[Rows from a pointing dataset]

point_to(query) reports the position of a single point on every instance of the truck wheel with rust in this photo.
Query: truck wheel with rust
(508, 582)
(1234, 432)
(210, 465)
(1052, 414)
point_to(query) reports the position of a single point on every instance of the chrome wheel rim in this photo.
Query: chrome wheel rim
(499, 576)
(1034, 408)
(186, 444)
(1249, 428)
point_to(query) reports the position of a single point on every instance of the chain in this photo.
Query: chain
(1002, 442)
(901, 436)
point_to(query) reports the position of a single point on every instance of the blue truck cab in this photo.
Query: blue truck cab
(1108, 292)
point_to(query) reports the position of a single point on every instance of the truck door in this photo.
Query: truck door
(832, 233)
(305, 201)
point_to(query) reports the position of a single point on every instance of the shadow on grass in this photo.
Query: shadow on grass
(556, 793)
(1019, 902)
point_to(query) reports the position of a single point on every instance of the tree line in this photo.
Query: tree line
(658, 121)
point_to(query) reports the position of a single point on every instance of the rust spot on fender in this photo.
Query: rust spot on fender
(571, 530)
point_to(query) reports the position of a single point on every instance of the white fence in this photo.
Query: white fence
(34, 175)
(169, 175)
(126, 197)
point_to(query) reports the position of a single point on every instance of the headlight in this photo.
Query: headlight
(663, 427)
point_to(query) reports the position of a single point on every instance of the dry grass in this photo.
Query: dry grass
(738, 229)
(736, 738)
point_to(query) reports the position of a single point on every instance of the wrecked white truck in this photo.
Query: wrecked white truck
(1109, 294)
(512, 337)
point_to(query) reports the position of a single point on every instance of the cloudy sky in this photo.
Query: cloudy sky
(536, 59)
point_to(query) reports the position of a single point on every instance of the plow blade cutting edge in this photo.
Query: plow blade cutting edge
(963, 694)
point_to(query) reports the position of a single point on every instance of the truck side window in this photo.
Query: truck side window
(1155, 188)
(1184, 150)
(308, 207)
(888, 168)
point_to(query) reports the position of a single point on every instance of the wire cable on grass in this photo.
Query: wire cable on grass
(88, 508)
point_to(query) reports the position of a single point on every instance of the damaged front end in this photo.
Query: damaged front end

_WORK INSTRUCTIONS:_
Update the items above by replacing every "reports" with "marks" and leaving everything else unchanged.

_SOLUTION FOR THIS EXERCISE:_
point_to(query) marks the position of a single point on every instance of the truck wheel with rust in this photo.
Query: truck wheel with rust
(508, 582)
(1234, 432)
(210, 465)
(1052, 414)
point_to(query) marks the position of a single point on every instance of the chrome wheel rim in this photo.
Query: chrome wheel rim
(499, 576)
(1034, 408)
(186, 444)
(1249, 428)
point_to(query) marks the position of a single point on every instance of the chain in this photo.
Query: chain
(1002, 442)
(901, 436)
point_to(query) marks the position of a single point on every instance of the blue truck cab in this photo.
Query: blue truck cab
(1108, 292)
point_to(query) marks the position of a single point on every instance of the truck door in this photo.
Query: truck door
(832, 233)
(305, 201)
point_to(query) marks the position of a single point on every instance of the shadow on grass in this photo.
Query: shadow on grass
(556, 793)
(1019, 902)
point_to(query) marks the position of a single point on every instance of the tree line in this photo.
Query: tree line
(658, 121)
point_to(query) marks the position of a single point on every instance of the rust spot on fender in this photo.
Query: rust spot on fender
(571, 530)
point_to(query) marks the position of a single point on every instance of the white fence in this photo.
Query: white fence
(34, 175)
(169, 175)
(126, 197)
point_to(query) marks the position of a single point on every instance of the headlight in this photo.
Query: headlight
(663, 427)
point_to(query) marks the position of a single point on every instance of the dry grass in this photo.
Query: dry grass
(738, 229)
(736, 738)
point_to(query) marks the position of a single point on every instance of the wrecked white truck in this photo.
Query: wrecked white truck
(1109, 294)
(512, 337)
point_to(query) marks the position of a single point on every instance of the cloudy sky in this photo.
Query: cloudy sky
(536, 59)
point_to(query) marks the position of a single point on every instance of the plow blade cutting edge in this photo.
Query: plow blade cutting edge
(963, 694)
point_to(query) marks the position of a single point on every instance of the truck side window in this photo.
Query: truck side window
(1155, 188)
(1184, 150)
(308, 207)
(888, 168)
point_to(query) marks the position of a single point on every instance of the wire cable on grass in this photo.
Query: wire cable on grass
(88, 508)
point_to(query) marks the position of a single point on every instance of the damaged front end in this photo.
Query: damaged front end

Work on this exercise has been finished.